START Document excerpt
MÍCHEÁL S. Ó LOINGSIGH, who died on 6 November, was apprenticed at The Kerryman newspaper as a teenager. He became a master printer following his studies at the London College of Printing. He helped establish Drogheda Printers, of which he was Managing Director for much of his working life and which printed An Phoblacht/Republican News for many years during the conflict.

He came from a Kerry republican background, had family members in the Tan War and was a strong democrat and internationalist. St John’s Church, Tralee, was crowded for his funeral Mass on the Saturday morning, following which he was buried in Old Rath Cemetery.

During the 1960s, Mícheál Ó Loingsigh was a member of the Wolfe Tone Society which had been established in 1963 to mark the bicentenary of the birth of Tone and which played an influential role in the formation of the NI Civil Rights Association (NICRA). The Northern Civil Rights Movement, which NICRA initially led, helped destabilise unionist hegemony after a half-century of one-sided Stormont rule.
END Document excerpt
Set of tasks:
A. In the obituary excerpt, where was Mícheál S. Ó Loingsigh buried?
B. Rewrite the obituary excerpt from "He came from" up to and including "one-sided Stormont rule.", swapping "crowded" for "packed".
The items after this text come from a separate source.
START The data
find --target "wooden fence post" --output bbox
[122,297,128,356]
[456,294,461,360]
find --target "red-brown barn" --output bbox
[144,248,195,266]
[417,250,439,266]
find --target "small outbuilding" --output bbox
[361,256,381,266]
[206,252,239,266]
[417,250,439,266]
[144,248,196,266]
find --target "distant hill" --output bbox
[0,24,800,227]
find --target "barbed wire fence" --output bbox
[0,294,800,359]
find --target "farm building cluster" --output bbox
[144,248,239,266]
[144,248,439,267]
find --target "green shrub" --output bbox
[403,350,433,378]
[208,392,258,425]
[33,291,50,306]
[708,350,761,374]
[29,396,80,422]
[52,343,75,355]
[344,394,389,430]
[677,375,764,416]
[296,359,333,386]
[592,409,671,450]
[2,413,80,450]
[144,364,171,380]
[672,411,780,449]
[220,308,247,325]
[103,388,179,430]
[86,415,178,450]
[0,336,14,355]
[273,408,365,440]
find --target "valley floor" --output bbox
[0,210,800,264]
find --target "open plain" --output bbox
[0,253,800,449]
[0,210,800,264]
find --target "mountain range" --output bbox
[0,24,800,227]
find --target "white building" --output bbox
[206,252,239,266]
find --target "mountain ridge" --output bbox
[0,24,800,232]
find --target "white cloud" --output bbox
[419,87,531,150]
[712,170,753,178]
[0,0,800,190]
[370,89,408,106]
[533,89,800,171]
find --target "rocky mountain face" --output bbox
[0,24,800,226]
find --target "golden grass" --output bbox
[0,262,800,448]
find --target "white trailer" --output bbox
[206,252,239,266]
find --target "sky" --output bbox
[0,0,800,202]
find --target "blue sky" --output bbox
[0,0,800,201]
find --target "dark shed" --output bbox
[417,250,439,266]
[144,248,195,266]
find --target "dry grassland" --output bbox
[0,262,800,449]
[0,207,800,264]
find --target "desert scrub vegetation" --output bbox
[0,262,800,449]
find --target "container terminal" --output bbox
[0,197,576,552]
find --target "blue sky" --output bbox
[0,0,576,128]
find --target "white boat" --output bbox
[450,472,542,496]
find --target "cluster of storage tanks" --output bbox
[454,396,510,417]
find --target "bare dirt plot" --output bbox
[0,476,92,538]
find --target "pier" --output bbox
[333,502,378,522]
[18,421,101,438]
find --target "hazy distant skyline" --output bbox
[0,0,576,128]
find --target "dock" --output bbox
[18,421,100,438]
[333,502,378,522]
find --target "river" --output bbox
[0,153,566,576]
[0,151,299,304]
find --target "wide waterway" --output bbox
END The data
Results in order:
A. Old Rath Cemetery.

B.
He came from a Kerry republican background, had family members in the Tan War and was a strong democrat and internationalist. St John’s Church, Tralee, was packed for his funeral Mass on the Saturday morning, following which he was buried in Old Rath Cemetery.

During the 1960s, Mícheál Ó Loingsigh was a member of the Wolfe Tone Society which had been established in 1963 to mark the bicentenary of the birth of Tone and which played an influential role in the formation of the NI Civil Rights Association (NICRA). The Northern Civil Rights Movement, which NICRA initially led, helped destabilise unionist hegemony after a half-century of one-sided Stormont rule.